▼
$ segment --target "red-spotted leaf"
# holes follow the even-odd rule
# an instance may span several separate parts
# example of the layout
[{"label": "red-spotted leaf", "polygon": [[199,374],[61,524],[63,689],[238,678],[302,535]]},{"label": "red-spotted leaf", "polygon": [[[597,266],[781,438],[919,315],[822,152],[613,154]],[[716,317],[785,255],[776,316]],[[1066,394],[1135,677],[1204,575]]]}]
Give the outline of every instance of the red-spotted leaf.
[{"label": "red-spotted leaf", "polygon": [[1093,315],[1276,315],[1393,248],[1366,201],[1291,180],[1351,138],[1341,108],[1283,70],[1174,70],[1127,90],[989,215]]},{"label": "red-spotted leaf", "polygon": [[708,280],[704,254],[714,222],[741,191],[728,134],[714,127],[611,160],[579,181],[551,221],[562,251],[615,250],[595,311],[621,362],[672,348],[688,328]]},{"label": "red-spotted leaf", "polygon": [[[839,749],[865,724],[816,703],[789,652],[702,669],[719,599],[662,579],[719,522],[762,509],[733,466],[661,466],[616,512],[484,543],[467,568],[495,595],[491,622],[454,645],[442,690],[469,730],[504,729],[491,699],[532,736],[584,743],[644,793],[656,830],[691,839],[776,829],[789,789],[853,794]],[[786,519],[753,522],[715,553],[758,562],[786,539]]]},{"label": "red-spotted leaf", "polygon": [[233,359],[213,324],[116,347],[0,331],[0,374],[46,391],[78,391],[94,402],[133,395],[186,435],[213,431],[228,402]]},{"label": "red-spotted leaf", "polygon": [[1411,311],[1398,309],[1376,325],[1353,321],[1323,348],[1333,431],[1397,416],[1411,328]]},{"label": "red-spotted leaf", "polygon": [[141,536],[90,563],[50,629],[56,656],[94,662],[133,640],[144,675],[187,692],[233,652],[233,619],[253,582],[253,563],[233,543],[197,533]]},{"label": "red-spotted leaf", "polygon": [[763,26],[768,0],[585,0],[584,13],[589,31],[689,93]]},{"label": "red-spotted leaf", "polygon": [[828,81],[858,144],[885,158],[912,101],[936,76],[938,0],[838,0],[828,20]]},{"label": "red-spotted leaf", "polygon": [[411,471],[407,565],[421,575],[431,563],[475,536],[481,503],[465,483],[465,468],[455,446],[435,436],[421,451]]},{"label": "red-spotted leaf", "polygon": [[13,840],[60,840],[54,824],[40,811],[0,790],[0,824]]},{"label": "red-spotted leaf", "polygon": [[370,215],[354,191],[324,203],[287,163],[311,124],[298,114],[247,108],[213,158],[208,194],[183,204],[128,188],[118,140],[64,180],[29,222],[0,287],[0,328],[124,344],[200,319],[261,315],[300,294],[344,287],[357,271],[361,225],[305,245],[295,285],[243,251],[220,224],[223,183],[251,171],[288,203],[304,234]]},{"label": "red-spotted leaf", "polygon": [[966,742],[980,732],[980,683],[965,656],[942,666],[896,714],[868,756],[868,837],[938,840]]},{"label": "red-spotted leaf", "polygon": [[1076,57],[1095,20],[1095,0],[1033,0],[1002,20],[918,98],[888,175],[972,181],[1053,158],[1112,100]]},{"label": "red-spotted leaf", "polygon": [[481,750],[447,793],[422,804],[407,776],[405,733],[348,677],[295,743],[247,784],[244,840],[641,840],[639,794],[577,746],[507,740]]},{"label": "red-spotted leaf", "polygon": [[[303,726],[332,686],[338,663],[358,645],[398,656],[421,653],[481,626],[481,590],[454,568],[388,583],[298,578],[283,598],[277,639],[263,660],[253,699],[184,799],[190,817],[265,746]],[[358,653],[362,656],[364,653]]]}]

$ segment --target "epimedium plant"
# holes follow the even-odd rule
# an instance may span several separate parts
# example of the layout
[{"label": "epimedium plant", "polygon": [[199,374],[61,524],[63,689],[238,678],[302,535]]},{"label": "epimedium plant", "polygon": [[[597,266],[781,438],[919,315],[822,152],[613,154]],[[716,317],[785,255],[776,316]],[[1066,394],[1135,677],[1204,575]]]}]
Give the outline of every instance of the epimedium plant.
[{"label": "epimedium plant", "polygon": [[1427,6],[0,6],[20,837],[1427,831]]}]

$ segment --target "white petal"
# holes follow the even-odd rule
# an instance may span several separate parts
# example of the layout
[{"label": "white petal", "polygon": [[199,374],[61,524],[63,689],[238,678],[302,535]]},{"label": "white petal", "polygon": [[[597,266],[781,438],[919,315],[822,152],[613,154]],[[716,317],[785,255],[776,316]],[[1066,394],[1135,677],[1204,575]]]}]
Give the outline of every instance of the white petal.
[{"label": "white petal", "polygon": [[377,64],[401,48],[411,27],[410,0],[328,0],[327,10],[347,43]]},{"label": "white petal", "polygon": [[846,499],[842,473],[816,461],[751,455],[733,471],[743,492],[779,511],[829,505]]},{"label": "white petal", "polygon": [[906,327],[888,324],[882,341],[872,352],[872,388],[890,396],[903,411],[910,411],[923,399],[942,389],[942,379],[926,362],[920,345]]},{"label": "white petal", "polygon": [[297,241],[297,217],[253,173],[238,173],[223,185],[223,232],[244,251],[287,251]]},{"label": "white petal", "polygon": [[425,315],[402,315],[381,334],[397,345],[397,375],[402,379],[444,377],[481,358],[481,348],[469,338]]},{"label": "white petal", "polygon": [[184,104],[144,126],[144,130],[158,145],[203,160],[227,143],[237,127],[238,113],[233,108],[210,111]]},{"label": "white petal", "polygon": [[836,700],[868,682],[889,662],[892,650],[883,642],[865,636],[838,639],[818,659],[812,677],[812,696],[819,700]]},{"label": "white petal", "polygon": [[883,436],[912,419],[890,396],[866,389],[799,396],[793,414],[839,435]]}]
▲
(THE REQUEST):
Reproduce every one of the lines above word for word, with no changes.

(RESULT):
$ segment --target "red-spotted leaf"
# holes follow the even-odd rule
# an instance may span several separate parts
# example of the layout
[{"label": "red-spotted leaf", "polygon": [[199,374],[61,524],[63,689],[238,678],[302,535]]},{"label": "red-spotted leaf", "polygon": [[[597,266],[781,438],[919,315],[822,152],[613,154]],[[716,317],[785,255],[776,316]],[[1066,394],[1135,677],[1204,575]]]}]
Give the outline of every instance of the red-spotted leaf.
[{"label": "red-spotted leaf", "polygon": [[1093,315],[1276,315],[1393,248],[1366,201],[1291,180],[1351,138],[1341,108],[1283,70],[1174,70],[1127,90],[989,215]]},{"label": "red-spotted leaf", "polygon": [[708,280],[704,254],[714,222],[741,191],[728,134],[714,127],[611,160],[579,181],[551,221],[562,251],[615,250],[595,311],[621,362],[672,348],[688,328]]},{"label": "red-spotted leaf", "polygon": [[[839,749],[865,724],[816,703],[789,652],[702,669],[719,599],[662,579],[719,522],[762,509],[733,466],[661,466],[616,512],[484,543],[467,568],[495,595],[491,622],[454,645],[442,690],[469,730],[504,729],[491,699],[532,736],[584,743],[644,793],[656,830],[691,839],[776,829],[789,789],[853,794]],[[786,519],[753,522],[715,553],[758,562],[786,539]]]},{"label": "red-spotted leaf", "polygon": [[233,359],[213,324],[116,347],[0,331],[0,374],[46,391],[78,391],[94,402],[133,395],[186,435],[213,431],[228,402]]},{"label": "red-spotted leaf", "polygon": [[1411,311],[1398,309],[1376,325],[1353,321],[1323,348],[1333,431],[1397,416],[1411,328]]},{"label": "red-spotted leaf", "polygon": [[141,536],[90,563],[50,629],[56,656],[94,662],[133,640],[144,675],[187,692],[233,652],[233,619],[253,582],[253,563],[233,543],[197,533]]},{"label": "red-spotted leaf", "polygon": [[763,26],[768,0],[585,0],[584,13],[589,31],[689,93]]},{"label": "red-spotted leaf", "polygon": [[828,81],[858,144],[885,158],[912,101],[936,76],[938,0],[838,0],[828,20]]},{"label": "red-spotted leaf", "polygon": [[411,471],[407,565],[421,575],[431,563],[475,536],[481,503],[465,483],[465,468],[455,446],[435,436],[421,451]]},{"label": "red-spotted leaf", "polygon": [[13,840],[60,840],[54,824],[40,811],[0,790],[0,824]]},{"label": "red-spotted leaf", "polygon": [[370,215],[354,191],[324,203],[287,163],[311,124],[298,114],[247,108],[213,158],[208,194],[183,204],[128,188],[118,140],[64,180],[29,222],[0,287],[0,328],[124,344],[200,319],[261,315],[300,294],[344,287],[357,271],[361,225],[305,245],[295,285],[243,251],[220,224],[223,183],[251,171],[288,203],[304,234]]},{"label": "red-spotted leaf", "polygon": [[966,742],[980,732],[980,683],[965,656],[942,666],[896,714],[868,756],[868,837],[938,840]]},{"label": "red-spotted leaf", "polygon": [[1076,57],[1095,20],[1095,0],[1033,0],[1002,20],[918,98],[888,175],[972,181],[1053,158],[1112,100]]},{"label": "red-spotted leaf", "polygon": [[481,750],[447,793],[422,804],[407,776],[405,733],[348,677],[295,743],[247,784],[244,840],[641,840],[639,794],[577,746],[507,740]]},{"label": "red-spotted leaf", "polygon": [[[303,726],[332,686],[338,663],[358,645],[398,656],[421,653],[481,626],[481,590],[454,568],[388,583],[298,578],[283,598],[277,639],[263,660],[253,699],[184,799],[190,817],[265,746]],[[358,653],[362,656],[364,653]]]}]

$ segment --target "epimedium plant"
# holes follow the even-odd rule
# an instance may span several separate parts
# example of the layout
[{"label": "epimedium plant", "polygon": [[199,374],[61,524],[63,689],[238,678],[302,535]]},{"label": "epimedium plant", "polygon": [[[597,266],[781,438],[919,315],[822,152],[613,154]],[[716,317],[785,255],[776,316]],[[1066,394],[1135,677],[1204,575]]]}]
Give the outline of every instance of the epimedium plant.
[{"label": "epimedium plant", "polygon": [[1427,6],[0,6],[20,837],[1427,831]]}]

$ segment --target "white petal"
# holes follow the even-odd rule
# an instance may span several separate parts
# example of the layout
[{"label": "white petal", "polygon": [[199,374],[61,524],[63,689],[238,678],[302,535]]},{"label": "white petal", "polygon": [[[597,266],[781,438],[919,315],[822,152],[613,154]],[[716,317],[785,255],[776,316]],[[1066,394],[1135,677],[1204,575]]]}]
Give the outline of every instance of the white petal.
[{"label": "white petal", "polygon": [[377,64],[401,48],[411,27],[410,0],[328,0],[327,10],[347,43]]},{"label": "white petal", "polygon": [[846,499],[842,473],[816,461],[751,455],[733,471],[743,492],[779,511],[829,505]]},{"label": "white petal", "polygon": [[906,327],[888,324],[882,341],[872,352],[872,388],[890,396],[903,411],[910,411],[923,399],[942,389],[942,379],[926,362],[920,345]]},{"label": "white petal", "polygon": [[297,241],[297,217],[253,173],[238,173],[223,185],[223,232],[244,251],[287,251]]},{"label": "white petal", "polygon": [[425,315],[402,315],[381,334],[397,345],[397,375],[402,379],[444,377],[481,358],[481,348],[469,338]]},{"label": "white petal", "polygon": [[184,104],[144,126],[144,130],[158,145],[203,160],[227,143],[237,127],[238,113],[233,108],[210,111]]},{"label": "white petal", "polygon": [[836,700],[868,682],[889,662],[892,650],[883,642],[865,636],[838,639],[818,659],[812,677],[812,696],[819,700]]},{"label": "white petal", "polygon": [[883,436],[912,419],[890,396],[866,389],[799,396],[793,414],[839,435]]}]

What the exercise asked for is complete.